## Begin
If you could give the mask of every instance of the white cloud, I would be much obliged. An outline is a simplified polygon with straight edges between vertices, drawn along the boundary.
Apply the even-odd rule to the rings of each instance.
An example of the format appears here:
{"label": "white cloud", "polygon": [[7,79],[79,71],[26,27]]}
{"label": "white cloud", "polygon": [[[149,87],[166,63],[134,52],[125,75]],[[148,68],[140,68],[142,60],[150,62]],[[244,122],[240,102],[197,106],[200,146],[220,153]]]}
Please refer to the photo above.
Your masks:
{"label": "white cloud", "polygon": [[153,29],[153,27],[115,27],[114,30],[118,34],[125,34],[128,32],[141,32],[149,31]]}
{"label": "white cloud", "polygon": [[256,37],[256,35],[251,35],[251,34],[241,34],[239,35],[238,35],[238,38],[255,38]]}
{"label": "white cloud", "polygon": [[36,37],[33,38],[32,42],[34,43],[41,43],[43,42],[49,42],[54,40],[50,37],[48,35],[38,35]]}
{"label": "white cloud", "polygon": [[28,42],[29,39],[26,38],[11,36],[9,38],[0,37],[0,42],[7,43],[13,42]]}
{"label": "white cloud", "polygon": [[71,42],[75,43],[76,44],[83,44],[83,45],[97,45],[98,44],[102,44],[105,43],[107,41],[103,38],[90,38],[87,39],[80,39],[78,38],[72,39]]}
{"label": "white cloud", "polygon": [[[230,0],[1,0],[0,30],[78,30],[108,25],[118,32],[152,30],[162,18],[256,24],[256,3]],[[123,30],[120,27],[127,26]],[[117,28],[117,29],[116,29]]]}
## End
- **DESCRIPTION OF THE TASK**: Copy out every one of the lines above word for word, with nothing changed or left out.

- **SOLUTION TO THE EXERCISE**:
If you could give the mask of every instance of the white cloud, I would be much obliged. An outline is a simplified polygon with straight edges between vertices, drawn along the boundary.
Apply the even-odd rule to the rings of each instance.
An example of the format appears here:
{"label": "white cloud", "polygon": [[7,79],[79,71],[26,27]]}
{"label": "white cloud", "polygon": [[[149,87],[166,63],[134,52],[125,75]],[[148,68],[140,68],[142,60],[150,62]],[[244,122],[240,102],[197,106],[200,146],[220,153]]]}
Please refer to the photo above.
Your masks:
{"label": "white cloud", "polygon": [[153,29],[153,27],[115,27],[114,30],[118,34],[125,34],[128,32],[141,32],[149,31]]}
{"label": "white cloud", "polygon": [[256,37],[256,35],[251,35],[251,34],[241,34],[239,35],[238,35],[238,38],[255,38]]}
{"label": "white cloud", "polygon": [[36,37],[33,38],[32,42],[34,43],[41,43],[43,42],[49,42],[54,40],[50,37],[48,35],[38,35]]}
{"label": "white cloud", "polygon": [[28,42],[29,39],[26,38],[11,36],[9,38],[0,37],[0,42],[7,43],[13,42]]}
{"label": "white cloud", "polygon": [[71,42],[75,43],[76,44],[83,44],[83,45],[97,45],[98,44],[102,44],[105,43],[107,41],[103,38],[90,38],[87,39],[80,39],[78,38],[72,39]]}
{"label": "white cloud", "polygon": [[[230,0],[1,0],[0,30],[78,30],[108,25],[118,32],[152,30],[162,18],[256,24],[256,3]],[[123,30],[120,27],[127,26]],[[117,28],[117,29],[116,29]]]}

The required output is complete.